**Source**
- - -

Pour son projet, Nicolas Sarkozy fit appel à des experts prestigieux : les deux Prix Nobel d’économie, l’Indien Amartya Sen et l’Américain Joseph Stiglitz, se virent confier la mission de réfléchir à de nouveaux indicateurs de richesse afin de «ne pas rester prisonniers de la vision restrictive du produit national brut (PNB)».
Jean-Paul Fitoussi, directeur de recherche à l’Observatoire français des conjonctures économiques (OFCE), fut nommé coordinateur de la commission [2].
Quatre ans plus tard, la crise, tant financière que sociale et écologique est passée par là. Que reste-t-il de ce rapport [3] remis en septembre 2009 ?
Réponses dans cet entretien croisé de deux grands penseurs qui n’avaient pas attendu la commission Stiglitz-Sen-Fitoussi pour questionner la notion de richesse et partir «à la poursuite du bonheur» :
Patrick Viveret, philosophe, économiste, ancien conseiller à la Cour des comptes et auteur, en 2002, de «Reconsidérer la richesse» (Editions de l’Aube).
Et Jean Gadrey, membre de cette commission, professeur émérite d’économie à l’Université Lille 1 et auteur, en 2005, de «Les nouveaux indicateurs de richesse» (avec Florence Jany-Catrice. Editions La Découverte).
1. L’absence de la société civile [4]
2. Une reconnaissance officielle [5]
3. Un enjeu pour la démocratie [6]
4. Des indicateurs locaux [7]
1. L’absence de la société civile
Qu’aviez-vous pensé, à l’époque, de l’initiative créant la Commission Stiglitz ?
Patrick Viveret : Entre le moment de mon rapport [8] – qui faisait suite à des travaux pionniers comme ceux de René Passet et Dominique Meda – et cette commission, trois conférences internationales avaient été organisées sur la question des nouveaux indicateurs de richesse. Et, bien avant, Amartya Sen (inspirateur, en 1990, de l’Indice de développement humain) s’en était emparé.
J’ai donc été étonné : on avait déjà assisté à une élévation de la prise de conscience et on avait entendu des critiques contre la dictature du PIB. Même l’OCDE reconnaissait qu’il y avait un problème dans les indicateurs dominants qui ne tenaient pas compte de l’écologie, de l’éducation, du sanitaire et du social.
Cette commission s’est inscrite dans ce mouvement général et c’est en fait Chantal Jouanno qui a incité Henri Guaino, puis Nicolas Sarkozy, à prendre cette initiative. Elle était convaincue, sur le fond, de la nécessité de cette réévaluation, même si, pour le Président de la République, il est clair que d’autres considérations, sans doute plus tactiques et non exemptes de contradictions, jouaient leur rôle. Par exemple, les thèses de Joseph Stiglitz sont fort éloignées de la politique économique et sociale conduite par son gouvernement.

- - -

**Actions demandées**
**A)** Dans le texte sur la commission Stiglitz-Sen-Fitoussi, qui fut nommé coordinateur de cette commission ?
**B)** Prolongez le texte sur la commission Stiglitz-Sen-Fitoussi à partir de sa dernière phrase.

Lignes du jeu de données de pointage d'objets:
- - -

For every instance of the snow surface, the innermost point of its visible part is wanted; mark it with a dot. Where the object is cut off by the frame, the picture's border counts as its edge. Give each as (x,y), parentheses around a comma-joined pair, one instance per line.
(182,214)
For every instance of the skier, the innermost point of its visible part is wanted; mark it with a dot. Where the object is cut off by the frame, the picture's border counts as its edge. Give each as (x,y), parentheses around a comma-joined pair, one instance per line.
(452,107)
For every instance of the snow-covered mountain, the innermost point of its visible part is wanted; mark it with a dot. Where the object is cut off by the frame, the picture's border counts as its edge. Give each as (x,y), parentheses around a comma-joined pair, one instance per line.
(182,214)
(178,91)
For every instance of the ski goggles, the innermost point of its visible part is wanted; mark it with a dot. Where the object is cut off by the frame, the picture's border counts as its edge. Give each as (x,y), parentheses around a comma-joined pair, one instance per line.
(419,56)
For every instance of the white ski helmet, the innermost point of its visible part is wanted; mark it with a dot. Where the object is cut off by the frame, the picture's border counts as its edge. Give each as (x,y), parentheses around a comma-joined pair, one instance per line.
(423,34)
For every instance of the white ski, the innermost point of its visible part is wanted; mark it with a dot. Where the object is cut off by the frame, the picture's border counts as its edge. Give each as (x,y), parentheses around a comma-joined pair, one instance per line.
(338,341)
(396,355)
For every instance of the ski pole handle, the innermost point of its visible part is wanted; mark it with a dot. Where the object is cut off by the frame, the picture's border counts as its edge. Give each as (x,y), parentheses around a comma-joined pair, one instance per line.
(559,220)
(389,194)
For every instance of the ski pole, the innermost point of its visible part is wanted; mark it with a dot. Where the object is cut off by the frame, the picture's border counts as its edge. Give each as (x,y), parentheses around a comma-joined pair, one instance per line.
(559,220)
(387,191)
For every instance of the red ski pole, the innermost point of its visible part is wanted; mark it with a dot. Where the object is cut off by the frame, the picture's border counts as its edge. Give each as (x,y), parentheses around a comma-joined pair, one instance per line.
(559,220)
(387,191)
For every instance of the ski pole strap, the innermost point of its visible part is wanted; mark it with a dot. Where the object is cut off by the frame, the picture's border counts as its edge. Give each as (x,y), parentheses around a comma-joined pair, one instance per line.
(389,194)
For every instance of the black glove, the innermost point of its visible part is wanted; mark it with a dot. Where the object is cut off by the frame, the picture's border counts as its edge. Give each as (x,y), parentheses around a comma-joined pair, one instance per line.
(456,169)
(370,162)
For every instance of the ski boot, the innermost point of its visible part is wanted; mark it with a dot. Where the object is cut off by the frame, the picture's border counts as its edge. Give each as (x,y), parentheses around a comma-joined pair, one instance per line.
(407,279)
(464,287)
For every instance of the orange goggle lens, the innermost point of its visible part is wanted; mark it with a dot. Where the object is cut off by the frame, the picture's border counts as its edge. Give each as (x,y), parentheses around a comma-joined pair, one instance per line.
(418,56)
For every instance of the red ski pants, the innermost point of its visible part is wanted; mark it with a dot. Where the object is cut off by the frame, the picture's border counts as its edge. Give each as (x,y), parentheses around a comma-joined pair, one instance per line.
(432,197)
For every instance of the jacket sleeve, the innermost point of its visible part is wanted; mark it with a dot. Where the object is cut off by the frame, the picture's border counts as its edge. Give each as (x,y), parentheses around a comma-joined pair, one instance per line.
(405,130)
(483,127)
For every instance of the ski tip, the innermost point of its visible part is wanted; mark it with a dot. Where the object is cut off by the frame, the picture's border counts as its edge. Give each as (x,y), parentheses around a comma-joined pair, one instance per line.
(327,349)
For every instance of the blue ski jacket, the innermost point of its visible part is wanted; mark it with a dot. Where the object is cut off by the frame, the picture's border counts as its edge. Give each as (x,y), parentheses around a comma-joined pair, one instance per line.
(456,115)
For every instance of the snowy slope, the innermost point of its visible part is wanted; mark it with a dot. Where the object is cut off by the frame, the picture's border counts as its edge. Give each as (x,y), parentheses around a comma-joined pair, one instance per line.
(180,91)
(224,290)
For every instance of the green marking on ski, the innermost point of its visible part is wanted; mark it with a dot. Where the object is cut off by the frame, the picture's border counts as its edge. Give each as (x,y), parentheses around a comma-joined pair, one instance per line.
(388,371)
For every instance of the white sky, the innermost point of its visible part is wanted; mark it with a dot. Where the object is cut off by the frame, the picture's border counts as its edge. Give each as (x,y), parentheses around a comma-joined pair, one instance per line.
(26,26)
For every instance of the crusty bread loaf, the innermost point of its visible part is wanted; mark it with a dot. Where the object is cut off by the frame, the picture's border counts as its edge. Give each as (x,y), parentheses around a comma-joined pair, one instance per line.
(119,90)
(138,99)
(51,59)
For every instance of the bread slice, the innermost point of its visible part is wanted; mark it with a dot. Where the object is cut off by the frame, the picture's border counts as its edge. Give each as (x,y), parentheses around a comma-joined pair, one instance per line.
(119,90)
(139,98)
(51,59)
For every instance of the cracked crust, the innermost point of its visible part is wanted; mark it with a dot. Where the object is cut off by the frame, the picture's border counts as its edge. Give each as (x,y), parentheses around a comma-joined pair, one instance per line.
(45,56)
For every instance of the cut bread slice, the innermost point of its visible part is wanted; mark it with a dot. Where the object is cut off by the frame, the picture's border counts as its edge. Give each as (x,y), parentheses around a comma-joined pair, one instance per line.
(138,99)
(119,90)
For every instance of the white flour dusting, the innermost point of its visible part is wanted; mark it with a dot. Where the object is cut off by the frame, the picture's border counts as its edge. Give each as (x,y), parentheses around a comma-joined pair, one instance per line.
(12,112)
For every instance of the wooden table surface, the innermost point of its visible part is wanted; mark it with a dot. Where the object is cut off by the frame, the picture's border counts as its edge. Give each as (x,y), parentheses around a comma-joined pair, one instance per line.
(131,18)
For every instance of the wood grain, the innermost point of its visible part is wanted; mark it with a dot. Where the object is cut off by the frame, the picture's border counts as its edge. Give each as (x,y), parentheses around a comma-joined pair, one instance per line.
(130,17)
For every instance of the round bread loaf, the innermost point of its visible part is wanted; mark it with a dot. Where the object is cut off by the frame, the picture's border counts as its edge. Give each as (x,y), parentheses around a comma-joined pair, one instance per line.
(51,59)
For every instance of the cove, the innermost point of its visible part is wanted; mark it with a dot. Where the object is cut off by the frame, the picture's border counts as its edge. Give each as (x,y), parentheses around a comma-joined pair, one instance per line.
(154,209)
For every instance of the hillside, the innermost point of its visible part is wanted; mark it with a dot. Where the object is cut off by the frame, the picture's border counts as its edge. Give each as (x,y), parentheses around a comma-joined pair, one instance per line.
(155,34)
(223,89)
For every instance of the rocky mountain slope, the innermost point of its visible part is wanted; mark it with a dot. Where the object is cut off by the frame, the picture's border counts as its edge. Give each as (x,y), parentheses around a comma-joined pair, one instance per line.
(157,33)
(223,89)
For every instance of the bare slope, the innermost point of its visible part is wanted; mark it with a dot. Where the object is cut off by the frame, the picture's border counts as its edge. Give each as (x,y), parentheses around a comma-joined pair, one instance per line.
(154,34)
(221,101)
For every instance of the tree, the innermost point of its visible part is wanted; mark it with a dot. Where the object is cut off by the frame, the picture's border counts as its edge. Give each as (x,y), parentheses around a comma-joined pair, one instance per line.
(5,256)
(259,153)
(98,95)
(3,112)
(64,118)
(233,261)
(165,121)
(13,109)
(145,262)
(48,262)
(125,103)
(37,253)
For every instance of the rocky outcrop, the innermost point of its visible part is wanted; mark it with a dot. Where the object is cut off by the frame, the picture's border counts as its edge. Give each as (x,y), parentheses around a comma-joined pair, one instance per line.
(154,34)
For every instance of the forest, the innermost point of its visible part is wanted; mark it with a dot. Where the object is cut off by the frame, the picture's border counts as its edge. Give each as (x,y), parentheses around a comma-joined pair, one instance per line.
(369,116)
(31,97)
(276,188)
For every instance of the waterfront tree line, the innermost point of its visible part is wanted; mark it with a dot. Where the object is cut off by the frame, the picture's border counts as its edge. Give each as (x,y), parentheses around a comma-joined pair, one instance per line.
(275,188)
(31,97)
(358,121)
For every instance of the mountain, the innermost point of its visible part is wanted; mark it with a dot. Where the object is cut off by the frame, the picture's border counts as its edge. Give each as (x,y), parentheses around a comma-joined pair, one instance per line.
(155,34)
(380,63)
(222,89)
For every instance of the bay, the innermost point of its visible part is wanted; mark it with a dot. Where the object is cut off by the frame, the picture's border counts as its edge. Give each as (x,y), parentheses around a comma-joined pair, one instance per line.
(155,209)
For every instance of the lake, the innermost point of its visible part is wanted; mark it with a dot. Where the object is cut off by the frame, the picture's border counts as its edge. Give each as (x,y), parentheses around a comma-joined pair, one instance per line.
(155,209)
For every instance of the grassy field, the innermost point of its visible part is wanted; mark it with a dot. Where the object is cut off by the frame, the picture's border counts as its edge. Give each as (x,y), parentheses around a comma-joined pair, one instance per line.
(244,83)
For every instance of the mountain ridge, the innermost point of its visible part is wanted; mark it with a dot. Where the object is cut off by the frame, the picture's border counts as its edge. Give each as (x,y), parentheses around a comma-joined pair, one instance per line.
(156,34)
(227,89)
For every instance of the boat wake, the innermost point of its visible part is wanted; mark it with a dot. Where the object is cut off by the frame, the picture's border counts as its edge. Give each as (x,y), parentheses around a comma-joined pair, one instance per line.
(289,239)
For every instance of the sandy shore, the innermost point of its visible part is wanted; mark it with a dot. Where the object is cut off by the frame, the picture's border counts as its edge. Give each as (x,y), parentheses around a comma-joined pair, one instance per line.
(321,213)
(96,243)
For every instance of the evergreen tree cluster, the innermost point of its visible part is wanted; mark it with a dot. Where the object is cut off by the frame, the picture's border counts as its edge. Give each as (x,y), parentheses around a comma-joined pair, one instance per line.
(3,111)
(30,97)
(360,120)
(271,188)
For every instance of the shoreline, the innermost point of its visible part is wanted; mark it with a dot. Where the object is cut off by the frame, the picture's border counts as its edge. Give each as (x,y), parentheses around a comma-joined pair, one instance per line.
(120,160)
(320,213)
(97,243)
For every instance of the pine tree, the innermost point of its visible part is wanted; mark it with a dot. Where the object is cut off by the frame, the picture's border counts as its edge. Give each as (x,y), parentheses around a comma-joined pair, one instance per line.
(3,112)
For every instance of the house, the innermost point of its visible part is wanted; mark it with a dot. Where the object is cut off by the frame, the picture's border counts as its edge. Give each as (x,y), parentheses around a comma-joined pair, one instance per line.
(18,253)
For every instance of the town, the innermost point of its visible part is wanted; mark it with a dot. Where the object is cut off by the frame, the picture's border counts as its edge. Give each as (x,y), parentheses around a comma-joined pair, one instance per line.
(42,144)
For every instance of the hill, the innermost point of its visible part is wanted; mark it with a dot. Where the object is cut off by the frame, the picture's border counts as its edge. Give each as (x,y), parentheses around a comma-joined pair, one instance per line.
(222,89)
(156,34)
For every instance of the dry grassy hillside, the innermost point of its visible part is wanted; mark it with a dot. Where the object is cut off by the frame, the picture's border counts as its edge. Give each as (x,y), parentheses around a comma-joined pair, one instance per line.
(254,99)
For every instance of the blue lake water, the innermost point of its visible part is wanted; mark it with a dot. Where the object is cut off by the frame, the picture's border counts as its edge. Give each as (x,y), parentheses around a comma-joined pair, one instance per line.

- - -

**Réponses attendues**
**A)** Jean-Paul Fitoussi, directeur de recherche à l'Observatoire français des conjonctures économiques (OFCE).

**B)**
Jean Gadrey : Nombre d’entre nous ont été surpris par cette initiative : après son élection et jusque fin 2007, Nicolas Sarkozy s’était montré comme le fervent partisan de la croissance, sans remettre en cause la question des indicateurs de progrès. Finalement, il lui a été impossible d’atteindre ses objectifs de croissance, alors il s’est dit qu’il fallait changer de thermomètre ! Nous avons également été surpris car, en France comme à l’étranger, beaucoup de choses avaient été réalisées. Or, il a fait comme s’il écrivait une page blanche.
Pourquoi vos critiques portaient-elles sur la composition de cette commission ? Qui serait alors légitime pour décider, de façon objective, ce qu’est une société «riche» ?
Patrick Viveret : Même si l’objet de travail de cette commission constituait un progrès, sa composition et sa méthode de travail était discutable et en contradiction avec l’objectif affiché : c’était une commission «en chambre» dans laquelle la société civile n’avait aucune place.
Pour montrer que la création de nouveaux indicateurs ne pouvait être isolée d’un débat démocratique sur les choix de société, nous avons alors créé, au lendemain de la constitution de cette commission, le forum pour d’autres indicateurs de richesses [9] (FAIR).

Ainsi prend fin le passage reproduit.